What the task asks
No picture belongs in the copy. Repeat each line below exactly.

Input data

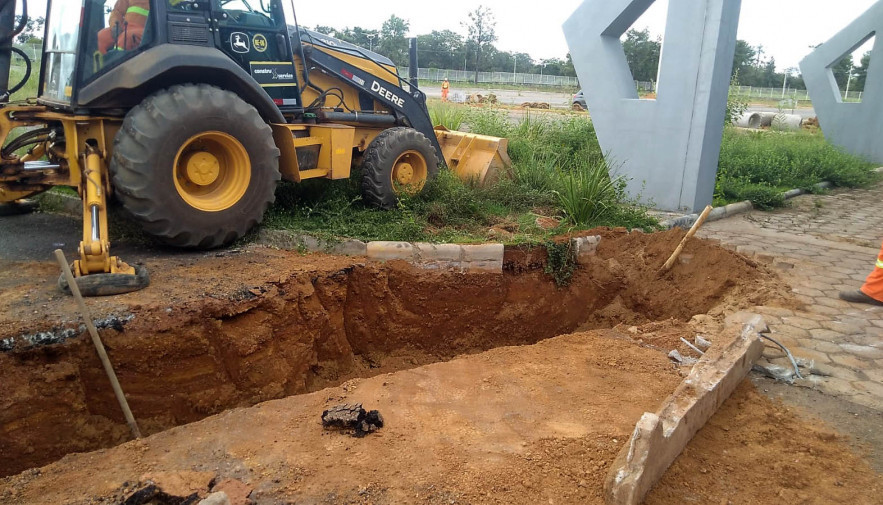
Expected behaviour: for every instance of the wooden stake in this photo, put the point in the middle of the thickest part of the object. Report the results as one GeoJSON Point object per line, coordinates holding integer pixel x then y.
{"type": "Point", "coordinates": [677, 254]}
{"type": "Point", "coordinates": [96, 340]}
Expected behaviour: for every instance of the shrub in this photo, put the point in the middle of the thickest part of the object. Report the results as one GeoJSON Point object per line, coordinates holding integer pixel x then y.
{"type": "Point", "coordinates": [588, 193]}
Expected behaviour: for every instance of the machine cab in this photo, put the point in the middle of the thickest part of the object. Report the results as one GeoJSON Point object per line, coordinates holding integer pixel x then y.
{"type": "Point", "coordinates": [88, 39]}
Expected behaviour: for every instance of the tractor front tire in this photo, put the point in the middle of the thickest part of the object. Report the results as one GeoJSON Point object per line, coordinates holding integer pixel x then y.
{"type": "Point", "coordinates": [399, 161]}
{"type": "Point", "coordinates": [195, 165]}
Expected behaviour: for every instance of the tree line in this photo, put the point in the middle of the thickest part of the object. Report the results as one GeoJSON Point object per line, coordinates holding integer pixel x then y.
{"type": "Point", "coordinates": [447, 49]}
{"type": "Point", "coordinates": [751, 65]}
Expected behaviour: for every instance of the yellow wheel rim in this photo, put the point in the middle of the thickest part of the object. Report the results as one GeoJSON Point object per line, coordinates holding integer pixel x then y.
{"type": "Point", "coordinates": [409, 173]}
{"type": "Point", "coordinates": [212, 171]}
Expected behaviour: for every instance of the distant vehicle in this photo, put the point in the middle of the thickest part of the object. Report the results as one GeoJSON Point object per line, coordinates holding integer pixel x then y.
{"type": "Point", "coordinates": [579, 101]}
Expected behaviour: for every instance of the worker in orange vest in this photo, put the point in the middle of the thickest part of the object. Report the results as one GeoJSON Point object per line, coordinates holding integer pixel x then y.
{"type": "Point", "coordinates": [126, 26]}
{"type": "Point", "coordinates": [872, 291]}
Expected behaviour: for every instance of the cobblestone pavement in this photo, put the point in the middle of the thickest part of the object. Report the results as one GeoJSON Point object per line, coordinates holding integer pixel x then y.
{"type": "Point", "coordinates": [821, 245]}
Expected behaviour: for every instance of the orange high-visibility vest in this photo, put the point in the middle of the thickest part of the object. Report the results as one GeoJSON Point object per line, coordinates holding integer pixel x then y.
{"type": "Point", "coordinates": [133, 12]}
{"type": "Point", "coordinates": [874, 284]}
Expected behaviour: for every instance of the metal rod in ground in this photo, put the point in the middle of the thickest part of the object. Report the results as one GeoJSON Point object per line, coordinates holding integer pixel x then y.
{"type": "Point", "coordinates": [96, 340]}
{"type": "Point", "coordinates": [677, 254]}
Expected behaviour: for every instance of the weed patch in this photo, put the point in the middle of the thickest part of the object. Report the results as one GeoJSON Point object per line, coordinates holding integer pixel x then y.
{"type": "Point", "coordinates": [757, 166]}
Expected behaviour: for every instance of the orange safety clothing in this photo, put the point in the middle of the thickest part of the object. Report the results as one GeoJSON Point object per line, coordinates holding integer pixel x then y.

Output of the exercise
Expected behaviour: for every instance of the wooden stake in this photo, put the point in the middle of the thickest part of the object. Report the results as one GeoJSON Point object per line, coordinates holding integer pixel x then y.
{"type": "Point", "coordinates": [677, 254]}
{"type": "Point", "coordinates": [96, 340]}
Expected behaviour: for every instance of the shrub in this photo, put the point in the middle of the thickest part of the object. Report the results as one GeoJSON Point object per line, coordinates holding integer pixel x then y.
{"type": "Point", "coordinates": [588, 193]}
Expected behaviour: for every instance of the machine cab in this photo, put the point in the middle of the thickest part of the object. Report the results as one GeoJSON Point object per line, coordinates holding integer pixel x then y.
{"type": "Point", "coordinates": [88, 39]}
Expected behaviour: for every instance of the tractor front tire in this photo, put the point in the middle of the thickest part of the object. Report the results as one GeoJSON Point object per line, coordinates holding integer pixel x then y.
{"type": "Point", "coordinates": [399, 161]}
{"type": "Point", "coordinates": [195, 165]}
Expected behaviour: for every instance of the tree line in this photo, put the point in the middle of the thickest part of the object. Report the results as one GeoJSON Point object per line, coordinates holding integer pixel x then y.
{"type": "Point", "coordinates": [447, 49]}
{"type": "Point", "coordinates": [751, 65]}
Expected behaviour: for every instance of the yellow wheel rim in this photo, put the point in the middle of the thickest part of the object. Report the results as one GeoJSON Point object per line, coordinates holding integer pixel x then y.
{"type": "Point", "coordinates": [409, 173]}
{"type": "Point", "coordinates": [212, 171]}
Expected behaviour: for every instance of the distant vehicle in this photo, put the point in the middle of the thickest part of the object. Report the results as one GeoJSON Point object per line, coordinates holding integer pixel x then y.
{"type": "Point", "coordinates": [579, 101]}
Expected behaviour: for every instance of the worker in orange vest in this photo, put the point in the middle of the thickest part of the object. Report the results as one GeoJSON Point object per line, coordinates holding integer pixel x then y.
{"type": "Point", "coordinates": [126, 26]}
{"type": "Point", "coordinates": [872, 291]}
Expected behaviour: for every instance of the cobblestone pavement in this photo, put the point in the middle of the thickest part of the object. Report the results as one GeoJSON Point object per line, coordinates holding integer pixel x then y.
{"type": "Point", "coordinates": [821, 245]}
Expected behaviour: for every instance of the orange high-visibility vest in this photo, put the point in the middle of the thickest part of the object. Report the results as one GeoJSON Point object per line, coordinates holding integer pixel x then y.
{"type": "Point", "coordinates": [133, 12]}
{"type": "Point", "coordinates": [874, 284]}
Expected behaviour: for every instance of the metal rod in ground in this photo, put the point in the middle of the thickest part of the object. Report the results as one GeoJSON Point object per line, coordinates holding integer pixel x then y.
{"type": "Point", "coordinates": [96, 340]}
{"type": "Point", "coordinates": [677, 254]}
Expected behaviour: for every instance of the weed patch in this photo, put the point in the middle of the thickest part of the object. Report the results as one GeoJSON Point object per line, coordinates holding integer pixel x then y.
{"type": "Point", "coordinates": [757, 166]}
Expected behaviour: for every instance of the orange safety clothing in this photo, put the point in the middle of the thickest part of the object. Report the results as one GeoJSON Point object per line, coordinates holding integer pixel x then y.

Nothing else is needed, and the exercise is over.